* **Texte à lire**
Qui est Stéphane Sarrazin, nouveau député à Queen’s Park?
PLANTAGENET — Stéphane Sarrazin est un touche à tout politique. L’engagement, la communauté et tout ce qui touche les habitants de sa région, c’est son idée fixe. L’ancien maire d’Alfred et Plantagenet est depuis le 2 juin député parlementaire à Queen’s Park. Il a succédé à Amanda Simard dans la circonscription de Glengarry-Prescott-Russell et est aussi le nouvel assistant parlementaire du ministre à l’Énergie, Todd Smith.
C’est à Plantagenet au restaurant Place 19-67 que nous retrouvons Stéphane Sarrazin. Dans ce petit restaurant, on nous accueille en français. « Bonjour, pour une personne? », nous demande la tenancière. « Nous rejoignons Stéphane Sarrazin », indiquons-nous, « Installe-toi, je l’appelle! ».
La retenue laisse soudain place à un accueil très chaleureux. Évidemment, Stéphane Sarrazin est connu comme « le loup blanc » ici. Nous sommes chez lui, après tout.
Quelques minutes plus tard, c’est un grand monsieur qui nous rejoint, à la poigne d’enfer.
Ancré dans sa communauté
Stéphane Sarrazin est né à Alfred en 1968. Alfred et Plantagenet, c’est son terroir. Il connaît chaque recoin des sept villages que comprend la municipalité (Alfred, Curran, Lefaivre, Plantagenet, Pendleton, Treadwell et Wendover).
C’est à Alfred que l’homme de 54 ans a grandi et fondé sa famille. Le nom de la ville vient d’ailleurs de François-Eugène-Alfred Évanturel qui était le président de l’Assemblée législative de 1898 à 1902. Il est le seul francophone, à ce jour, à avoir été président. « Son siège de président a été rapatrié au sein de l’église d’Alfred », explique M. Sarrazin.

* **Tâches à effectuer**
1/ Dans le texte à lire, reformulez sous forme de liste le paragraphe qui commence par « PLANTAGENET — Stéphane Sarrazin est un touche à tout politique », en conservant ses informations principales.
2/ Répondez brièvement aux questions suivantes à partir du texte à lire :
(a) Dans quel restaurant de Plantagenet retrouve-t-on Stéphane Sarrazin ?
(b) En quelle année Stéphane Sarrazin est-il né ?
(c) De quelle année à quelle année François-Eugène-Alfred Évanturel a-t-il présidé l'Assemblée législative ?
3/ Relevez dans le texte à lire tous les villages que comprend la municipalité d'Alfred et Plantagenet.
Les enregistrements n'interviennent en rien dans ce travail.

* **Données enregistrées**
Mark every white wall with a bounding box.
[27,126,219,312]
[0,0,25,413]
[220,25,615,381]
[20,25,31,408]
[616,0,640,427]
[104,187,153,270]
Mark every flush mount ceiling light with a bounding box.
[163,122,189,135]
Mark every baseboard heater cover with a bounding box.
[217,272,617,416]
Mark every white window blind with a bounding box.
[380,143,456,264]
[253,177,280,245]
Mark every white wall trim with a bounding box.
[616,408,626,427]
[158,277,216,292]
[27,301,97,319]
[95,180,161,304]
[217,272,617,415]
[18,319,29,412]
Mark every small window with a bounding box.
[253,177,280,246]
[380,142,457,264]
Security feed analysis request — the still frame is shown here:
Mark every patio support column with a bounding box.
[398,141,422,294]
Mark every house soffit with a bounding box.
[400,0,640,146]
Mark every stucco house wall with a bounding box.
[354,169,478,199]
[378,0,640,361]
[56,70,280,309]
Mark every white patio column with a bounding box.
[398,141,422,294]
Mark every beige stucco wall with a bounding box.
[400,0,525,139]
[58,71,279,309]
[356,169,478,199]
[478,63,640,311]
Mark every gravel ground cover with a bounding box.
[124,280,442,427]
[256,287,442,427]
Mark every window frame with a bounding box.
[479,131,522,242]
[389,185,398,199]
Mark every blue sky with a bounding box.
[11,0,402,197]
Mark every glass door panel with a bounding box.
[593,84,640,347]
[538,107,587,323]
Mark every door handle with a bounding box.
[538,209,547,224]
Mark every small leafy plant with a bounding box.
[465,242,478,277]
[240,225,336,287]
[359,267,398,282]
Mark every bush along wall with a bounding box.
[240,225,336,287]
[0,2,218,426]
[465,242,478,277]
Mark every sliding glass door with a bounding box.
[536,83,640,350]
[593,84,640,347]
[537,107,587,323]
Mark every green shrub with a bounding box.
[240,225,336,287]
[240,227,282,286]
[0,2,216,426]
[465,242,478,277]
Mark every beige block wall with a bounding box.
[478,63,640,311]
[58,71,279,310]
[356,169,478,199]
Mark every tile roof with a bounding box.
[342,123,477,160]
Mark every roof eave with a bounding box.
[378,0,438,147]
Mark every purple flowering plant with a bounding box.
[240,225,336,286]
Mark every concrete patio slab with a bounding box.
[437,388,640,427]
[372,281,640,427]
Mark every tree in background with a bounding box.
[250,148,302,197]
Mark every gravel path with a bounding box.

* **Corrigé des réponses**
1/
- Stéphane Sarrazin est un touche-à-tout politique, entièrement tourné vers l'engagement, la communauté et les habitants de sa région.
- Ancien maire d'Alfred et Plantagenet, il est député à Queen's Park depuis le 2 juin.
- Il a succédé à Amanda Simard dans la circonscription de Glengarry-Prescott-Russell.
- Il est aussi le nouvel assistant parlementaire du ministre à l'Énergie, Todd Smith.

2/
(a) Au restaurant Place 19-67.
(b) En 1968.
(c) De 1898 à 1902.

3/ Alfred, Curran, Lefaivre, Plantagenet, Pendleton, Treadwell et Wendover.